(Excerpt from a dataset)
+++++
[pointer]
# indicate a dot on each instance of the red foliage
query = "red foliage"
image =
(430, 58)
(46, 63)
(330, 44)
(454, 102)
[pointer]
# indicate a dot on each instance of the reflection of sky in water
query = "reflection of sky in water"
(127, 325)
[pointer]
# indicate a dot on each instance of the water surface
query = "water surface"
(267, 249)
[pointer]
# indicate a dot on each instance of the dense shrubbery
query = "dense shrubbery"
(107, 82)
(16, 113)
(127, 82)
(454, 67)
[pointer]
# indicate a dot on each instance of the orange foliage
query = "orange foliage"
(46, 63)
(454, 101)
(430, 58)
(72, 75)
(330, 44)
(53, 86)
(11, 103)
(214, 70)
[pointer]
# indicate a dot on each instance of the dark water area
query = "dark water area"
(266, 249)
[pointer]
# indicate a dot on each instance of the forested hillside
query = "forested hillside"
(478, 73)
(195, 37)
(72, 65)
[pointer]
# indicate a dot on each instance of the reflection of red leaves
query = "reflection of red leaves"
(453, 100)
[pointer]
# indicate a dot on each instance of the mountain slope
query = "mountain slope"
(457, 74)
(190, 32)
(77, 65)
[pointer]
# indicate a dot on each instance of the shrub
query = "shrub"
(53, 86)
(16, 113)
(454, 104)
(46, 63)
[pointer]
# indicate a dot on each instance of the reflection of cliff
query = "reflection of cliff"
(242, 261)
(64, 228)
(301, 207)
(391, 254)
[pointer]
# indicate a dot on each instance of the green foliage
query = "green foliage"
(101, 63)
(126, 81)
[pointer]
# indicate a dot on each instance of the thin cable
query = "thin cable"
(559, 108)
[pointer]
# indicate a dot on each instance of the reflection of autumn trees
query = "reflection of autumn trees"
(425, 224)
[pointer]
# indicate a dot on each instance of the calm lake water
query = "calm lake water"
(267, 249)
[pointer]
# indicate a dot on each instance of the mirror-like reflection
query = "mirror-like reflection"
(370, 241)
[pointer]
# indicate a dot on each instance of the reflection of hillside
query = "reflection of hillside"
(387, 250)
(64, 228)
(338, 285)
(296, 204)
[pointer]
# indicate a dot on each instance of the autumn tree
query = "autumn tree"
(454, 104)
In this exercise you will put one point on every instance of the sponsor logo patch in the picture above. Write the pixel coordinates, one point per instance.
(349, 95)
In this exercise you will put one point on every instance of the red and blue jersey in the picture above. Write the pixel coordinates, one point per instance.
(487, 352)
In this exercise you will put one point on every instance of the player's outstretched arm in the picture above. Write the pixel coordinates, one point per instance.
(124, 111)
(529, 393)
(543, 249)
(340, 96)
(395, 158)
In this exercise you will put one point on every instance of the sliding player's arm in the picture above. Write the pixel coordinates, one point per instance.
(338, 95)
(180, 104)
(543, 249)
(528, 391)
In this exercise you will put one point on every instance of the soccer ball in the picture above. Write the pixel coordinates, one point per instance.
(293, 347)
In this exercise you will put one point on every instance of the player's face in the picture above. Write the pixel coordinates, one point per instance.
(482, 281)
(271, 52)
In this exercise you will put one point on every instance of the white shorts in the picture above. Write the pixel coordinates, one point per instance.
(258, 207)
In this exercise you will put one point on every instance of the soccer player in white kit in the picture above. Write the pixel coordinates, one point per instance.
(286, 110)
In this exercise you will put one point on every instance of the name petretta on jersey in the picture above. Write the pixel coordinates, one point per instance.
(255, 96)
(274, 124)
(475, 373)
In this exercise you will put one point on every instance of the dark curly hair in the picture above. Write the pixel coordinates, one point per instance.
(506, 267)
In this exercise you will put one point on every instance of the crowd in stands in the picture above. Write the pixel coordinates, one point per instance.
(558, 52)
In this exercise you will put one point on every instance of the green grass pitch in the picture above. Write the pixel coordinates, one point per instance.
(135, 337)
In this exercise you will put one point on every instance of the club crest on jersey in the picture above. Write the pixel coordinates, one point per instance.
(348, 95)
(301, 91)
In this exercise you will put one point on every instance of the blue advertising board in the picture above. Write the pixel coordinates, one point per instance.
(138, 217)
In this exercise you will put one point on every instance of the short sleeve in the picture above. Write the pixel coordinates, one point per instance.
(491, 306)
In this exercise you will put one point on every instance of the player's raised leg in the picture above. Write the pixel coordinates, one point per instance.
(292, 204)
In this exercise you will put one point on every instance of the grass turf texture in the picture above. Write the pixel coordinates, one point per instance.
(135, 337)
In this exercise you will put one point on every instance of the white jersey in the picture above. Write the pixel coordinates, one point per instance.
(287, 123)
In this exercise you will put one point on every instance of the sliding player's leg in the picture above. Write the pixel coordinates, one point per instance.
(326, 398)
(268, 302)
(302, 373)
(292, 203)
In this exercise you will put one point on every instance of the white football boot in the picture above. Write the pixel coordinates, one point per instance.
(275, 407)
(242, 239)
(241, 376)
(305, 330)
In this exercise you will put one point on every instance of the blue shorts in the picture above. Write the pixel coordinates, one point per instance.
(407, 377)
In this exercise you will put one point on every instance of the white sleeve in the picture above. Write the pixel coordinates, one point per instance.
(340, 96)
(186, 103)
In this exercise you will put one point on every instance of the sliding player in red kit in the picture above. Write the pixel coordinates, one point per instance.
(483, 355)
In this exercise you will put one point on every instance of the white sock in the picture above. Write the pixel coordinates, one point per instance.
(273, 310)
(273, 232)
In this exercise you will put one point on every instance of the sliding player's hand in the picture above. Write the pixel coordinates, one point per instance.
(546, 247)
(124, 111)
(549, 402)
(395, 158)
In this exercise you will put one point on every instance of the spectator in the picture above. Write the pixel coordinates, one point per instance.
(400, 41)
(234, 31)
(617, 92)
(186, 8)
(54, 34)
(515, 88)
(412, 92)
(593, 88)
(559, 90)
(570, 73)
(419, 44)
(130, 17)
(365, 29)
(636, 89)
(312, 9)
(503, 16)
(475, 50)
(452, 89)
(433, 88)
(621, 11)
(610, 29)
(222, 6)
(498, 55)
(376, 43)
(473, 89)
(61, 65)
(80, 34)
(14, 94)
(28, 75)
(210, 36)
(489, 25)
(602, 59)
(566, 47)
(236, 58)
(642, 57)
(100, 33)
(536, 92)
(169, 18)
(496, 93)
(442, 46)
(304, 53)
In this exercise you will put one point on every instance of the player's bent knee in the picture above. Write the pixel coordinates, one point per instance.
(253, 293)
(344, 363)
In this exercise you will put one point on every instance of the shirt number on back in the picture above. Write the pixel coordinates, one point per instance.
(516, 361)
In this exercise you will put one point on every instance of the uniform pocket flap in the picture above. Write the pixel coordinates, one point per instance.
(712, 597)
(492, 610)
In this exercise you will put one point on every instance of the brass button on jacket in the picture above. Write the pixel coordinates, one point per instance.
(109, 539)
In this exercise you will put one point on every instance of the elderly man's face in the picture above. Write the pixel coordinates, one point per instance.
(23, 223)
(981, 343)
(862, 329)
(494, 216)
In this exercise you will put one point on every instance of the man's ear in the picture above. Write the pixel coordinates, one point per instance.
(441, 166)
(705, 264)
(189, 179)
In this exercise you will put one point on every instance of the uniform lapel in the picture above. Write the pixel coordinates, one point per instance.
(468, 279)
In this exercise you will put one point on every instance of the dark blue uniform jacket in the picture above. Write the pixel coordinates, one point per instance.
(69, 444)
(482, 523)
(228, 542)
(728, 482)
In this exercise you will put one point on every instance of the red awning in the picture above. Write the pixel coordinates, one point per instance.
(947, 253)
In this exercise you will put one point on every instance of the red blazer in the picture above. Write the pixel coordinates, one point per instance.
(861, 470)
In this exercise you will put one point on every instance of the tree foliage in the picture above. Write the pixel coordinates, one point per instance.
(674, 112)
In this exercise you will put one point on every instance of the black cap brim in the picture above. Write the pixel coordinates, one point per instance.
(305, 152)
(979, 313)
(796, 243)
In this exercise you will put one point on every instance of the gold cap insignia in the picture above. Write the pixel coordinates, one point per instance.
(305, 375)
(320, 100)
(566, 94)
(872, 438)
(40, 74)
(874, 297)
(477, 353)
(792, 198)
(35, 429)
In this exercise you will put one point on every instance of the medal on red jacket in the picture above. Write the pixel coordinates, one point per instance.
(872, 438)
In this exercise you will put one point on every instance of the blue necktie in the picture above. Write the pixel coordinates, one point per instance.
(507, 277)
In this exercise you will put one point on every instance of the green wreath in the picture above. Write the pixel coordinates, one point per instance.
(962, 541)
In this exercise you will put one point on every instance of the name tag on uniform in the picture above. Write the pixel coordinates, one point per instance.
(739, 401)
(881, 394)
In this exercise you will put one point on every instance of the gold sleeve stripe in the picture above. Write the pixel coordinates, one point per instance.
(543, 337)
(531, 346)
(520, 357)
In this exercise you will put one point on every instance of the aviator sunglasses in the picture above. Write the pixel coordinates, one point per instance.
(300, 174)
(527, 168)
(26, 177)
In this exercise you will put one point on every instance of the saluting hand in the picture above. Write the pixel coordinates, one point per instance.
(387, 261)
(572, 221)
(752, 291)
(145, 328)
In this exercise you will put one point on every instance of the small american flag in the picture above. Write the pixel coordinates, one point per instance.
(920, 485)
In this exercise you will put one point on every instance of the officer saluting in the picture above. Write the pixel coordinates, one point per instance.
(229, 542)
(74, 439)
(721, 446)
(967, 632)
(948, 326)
+++++
> Task statement: Take the lines above from the one holding "of the aviator" to the last and output them exactly.

> Solution:
In this exercise you will put one point on every instance of the aviator sunglasses in the picture above. Write the pixel coordinates, one point per instance.
(300, 174)
(527, 168)
(26, 177)
In this exercise you will put one point on every instance of the saluting hand in the picture above. Write the pixel coordinates, one point per instance.
(387, 261)
(572, 221)
(752, 291)
(145, 328)
In this exercise you will put one point on every instance of the small american flag in the picture above. Write the pixel coordinates, one point per instance.
(920, 485)
In this exercise you will put one point on every instance of the officer saluting in the picture above. Write the pixel coordinates, one point per instance.
(229, 542)
(74, 439)
(721, 446)
(967, 632)
(948, 326)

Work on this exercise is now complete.